◆ Work to complete:
Pull out the lines from the one holding "sky in this" through the one holding "[[111, 114]]", both ends included, and copy them word for word.

◆ Records to process:
--- START ---

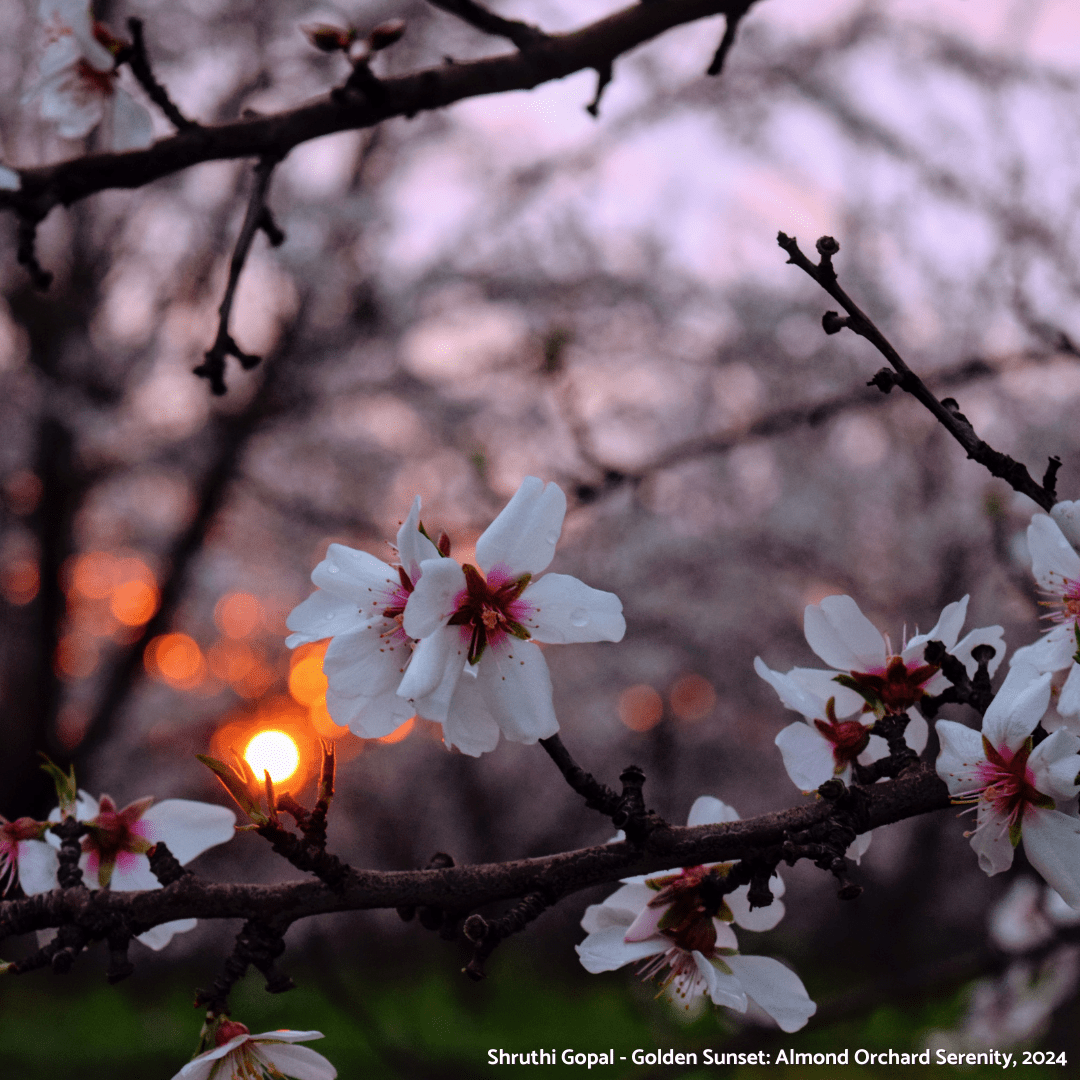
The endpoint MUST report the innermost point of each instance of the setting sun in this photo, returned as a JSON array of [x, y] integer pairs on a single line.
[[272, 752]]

--- END ---
--- START ---

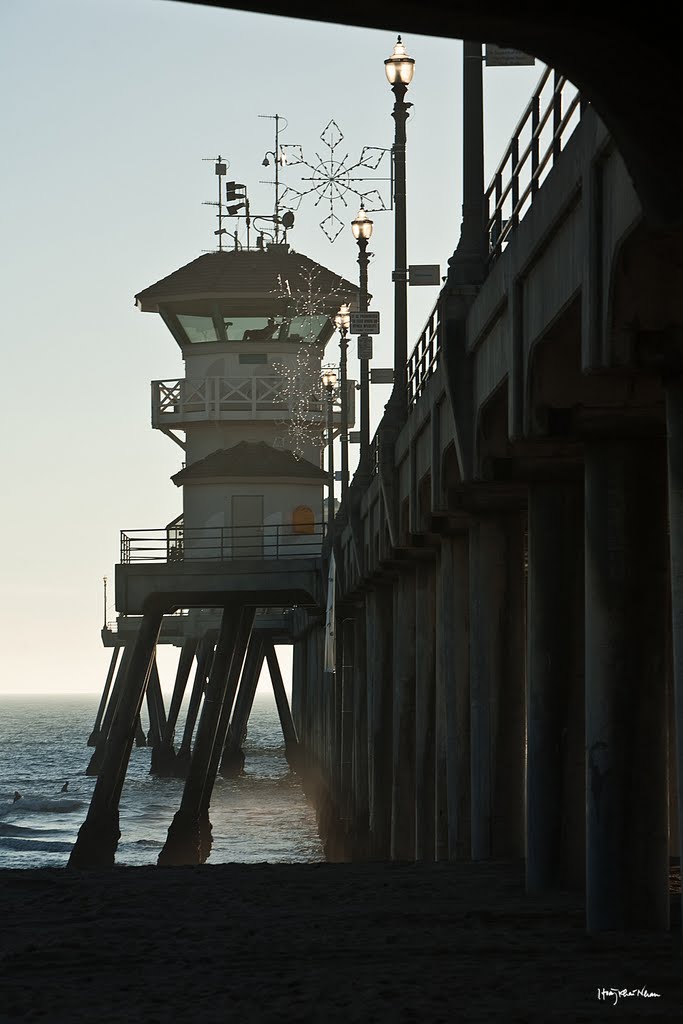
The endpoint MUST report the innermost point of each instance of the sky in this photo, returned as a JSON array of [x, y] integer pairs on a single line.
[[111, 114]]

--- END ---
--- START ---

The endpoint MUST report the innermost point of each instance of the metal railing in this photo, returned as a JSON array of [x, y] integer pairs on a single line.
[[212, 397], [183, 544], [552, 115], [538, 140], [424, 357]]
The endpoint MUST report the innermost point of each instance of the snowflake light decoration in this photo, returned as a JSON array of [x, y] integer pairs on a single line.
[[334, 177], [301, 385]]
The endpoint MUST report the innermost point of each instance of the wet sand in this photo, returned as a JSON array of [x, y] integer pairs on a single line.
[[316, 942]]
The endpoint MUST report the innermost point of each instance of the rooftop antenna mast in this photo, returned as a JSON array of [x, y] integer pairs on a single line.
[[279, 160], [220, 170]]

--- END ---

◆ Problem solution:
The endpoint MUST report the innermost point of each instance of the sky in this photo, returned as a JSON array of [x, y] integer pairs on a single line.
[[111, 114]]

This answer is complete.